TEXT ZUR ANALYSE —

19.12.2010 - 10.04.2011
Die Metropole Berlin zieht spätestens seit dem Fall der Mauer immer mehr künstlerische Kräfte an. Zahlreiche Künstler, aber auch Galerien konzentrieren sich in den vergangenen Jahren in Berlin, und auch die Museumsszene profitiert enorm von dem Aufschwung, den die Stadt genommen hat. Es sind große Namen, die Berlin immer wieder als Ort geadelt haben. Vor allem die junge Szene trägt zu einer neuen Virulenz der Stadt bei und überwindet damit den immer noch beklagten Mangel an großen Sammlern und Mäzenen. Die Ausstellung "Berlin zeichnet!", die in der Kunsthalle Dominikanerkirche vom 19. Dezember bis 10. April präsentiert wird, nimmt diese künstlerische Kraft zum Anlass, die unterschiedlichen Positionen zu befragen und vorzustellen.
Die Ausstellung möchte ein breites Spektrum an Künstlern, aber auch an künstlerischen Stilen abdecken. Das bedeutet auch, dass dadurch eine Zeitspanne in den Blick genommen wird, die nahezu 50 Jahre umfasst und somit Arbeiten aus den 1960er (mit aktuellen Überarbeitungen) ebenso zulässt wie frisch aus den Ateliers kommende Werke, deren Verfasser in den 1970er Jahren geboren wurden. Entscheidend für die Ausstellungskonzeption war in erster Linie die Bedeutung, die eine Künstlerin oder einen Künstler in der Kunstszene Berlins gewonnen hat. Somit herrscht ein gewisser Konsens mit den ausgewählten Künstlern, Sammlern und Galeristen über die Wertigkeit des ÂŒuvres.

INFORMATIONEN —
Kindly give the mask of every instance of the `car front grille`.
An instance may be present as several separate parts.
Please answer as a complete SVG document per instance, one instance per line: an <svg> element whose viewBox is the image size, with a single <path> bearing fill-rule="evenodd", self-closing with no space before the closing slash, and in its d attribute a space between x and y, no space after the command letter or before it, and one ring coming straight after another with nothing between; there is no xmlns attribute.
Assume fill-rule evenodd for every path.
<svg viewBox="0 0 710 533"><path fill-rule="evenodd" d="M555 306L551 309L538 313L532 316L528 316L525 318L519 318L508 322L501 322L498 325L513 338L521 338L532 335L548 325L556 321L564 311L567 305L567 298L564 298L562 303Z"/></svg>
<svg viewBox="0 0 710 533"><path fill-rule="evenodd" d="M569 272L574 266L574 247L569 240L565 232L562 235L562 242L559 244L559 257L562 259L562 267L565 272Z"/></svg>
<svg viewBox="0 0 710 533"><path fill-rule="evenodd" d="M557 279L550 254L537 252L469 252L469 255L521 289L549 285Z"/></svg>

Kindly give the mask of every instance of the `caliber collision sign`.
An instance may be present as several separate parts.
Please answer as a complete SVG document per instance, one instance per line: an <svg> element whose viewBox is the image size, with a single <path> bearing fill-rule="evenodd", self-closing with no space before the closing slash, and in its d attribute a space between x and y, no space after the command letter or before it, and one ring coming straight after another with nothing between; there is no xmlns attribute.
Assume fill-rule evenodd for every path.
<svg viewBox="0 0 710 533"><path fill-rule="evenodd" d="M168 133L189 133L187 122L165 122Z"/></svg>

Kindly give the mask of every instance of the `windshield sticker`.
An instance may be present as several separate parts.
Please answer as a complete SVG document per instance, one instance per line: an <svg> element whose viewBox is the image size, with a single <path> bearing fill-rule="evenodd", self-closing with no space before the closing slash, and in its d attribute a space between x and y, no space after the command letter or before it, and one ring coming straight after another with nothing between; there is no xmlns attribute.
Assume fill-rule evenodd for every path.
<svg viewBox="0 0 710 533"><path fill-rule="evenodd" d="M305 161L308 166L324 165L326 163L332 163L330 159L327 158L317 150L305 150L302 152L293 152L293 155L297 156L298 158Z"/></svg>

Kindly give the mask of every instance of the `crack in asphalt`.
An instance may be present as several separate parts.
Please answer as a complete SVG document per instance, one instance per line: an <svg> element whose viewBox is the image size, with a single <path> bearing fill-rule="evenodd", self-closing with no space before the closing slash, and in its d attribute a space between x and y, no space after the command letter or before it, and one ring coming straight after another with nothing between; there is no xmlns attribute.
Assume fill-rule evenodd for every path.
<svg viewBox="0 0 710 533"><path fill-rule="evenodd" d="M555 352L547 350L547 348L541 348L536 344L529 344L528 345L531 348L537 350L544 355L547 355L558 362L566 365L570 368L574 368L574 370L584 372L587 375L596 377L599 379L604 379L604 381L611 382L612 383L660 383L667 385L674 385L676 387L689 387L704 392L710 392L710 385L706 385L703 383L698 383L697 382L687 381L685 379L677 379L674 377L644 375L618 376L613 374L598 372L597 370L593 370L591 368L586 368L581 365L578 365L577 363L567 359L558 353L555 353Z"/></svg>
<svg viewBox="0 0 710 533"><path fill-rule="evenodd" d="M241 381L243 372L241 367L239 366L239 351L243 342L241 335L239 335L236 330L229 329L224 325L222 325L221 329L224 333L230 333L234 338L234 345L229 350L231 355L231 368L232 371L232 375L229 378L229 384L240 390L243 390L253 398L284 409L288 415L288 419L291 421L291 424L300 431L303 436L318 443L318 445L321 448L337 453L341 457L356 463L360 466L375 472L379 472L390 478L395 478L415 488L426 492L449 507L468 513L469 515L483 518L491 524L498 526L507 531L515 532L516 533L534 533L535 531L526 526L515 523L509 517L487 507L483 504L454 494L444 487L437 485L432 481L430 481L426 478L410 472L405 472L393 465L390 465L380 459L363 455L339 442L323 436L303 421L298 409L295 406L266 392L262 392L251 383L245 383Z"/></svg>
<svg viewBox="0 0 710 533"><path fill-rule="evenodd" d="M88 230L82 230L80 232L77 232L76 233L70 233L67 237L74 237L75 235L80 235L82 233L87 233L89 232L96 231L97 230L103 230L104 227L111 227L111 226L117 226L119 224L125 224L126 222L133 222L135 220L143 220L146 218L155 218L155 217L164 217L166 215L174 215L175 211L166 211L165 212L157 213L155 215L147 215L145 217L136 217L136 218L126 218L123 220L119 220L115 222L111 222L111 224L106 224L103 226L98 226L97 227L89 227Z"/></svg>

AUFGABE — Führen Sie den Text über die Ausstellung „Berlin zeichnet!“ im Anschluss an seinen letzten Satz weiter.

IHRE ANTWORT —
Der Begriff "Zeichnung" mag hier eher als Differenzierung zum malerischen Oeuvre verstanden werden. Stattdessen rückt das Arbeiten auf Papier als ureigenstes Medium, in dem sich Künstlerinnen und Künstler bis heute unmittelbar und direkt ausdrücken, in den Fokus. "Zeichnung" limitiert sich hier jedoch nicht auf den Grafit-Stift, auf Kohle oder Rötel, sondern meint im weitesten Sinne Arbeiten auf Papier. Dennoch liegt auch hier der Schwerpunkt auf einer zumindest intendierten Abgrenzung zur Malerei, die nicht einfach auf Papier übertragen oder reduziert sein soll. Das Direkte, das grafische Element, die zeichnerische Linie, die Freilassung von Fläche zugunsten der Linie - all das sind ebenso Kriterien für die Auswahl der präsentierten Exponate.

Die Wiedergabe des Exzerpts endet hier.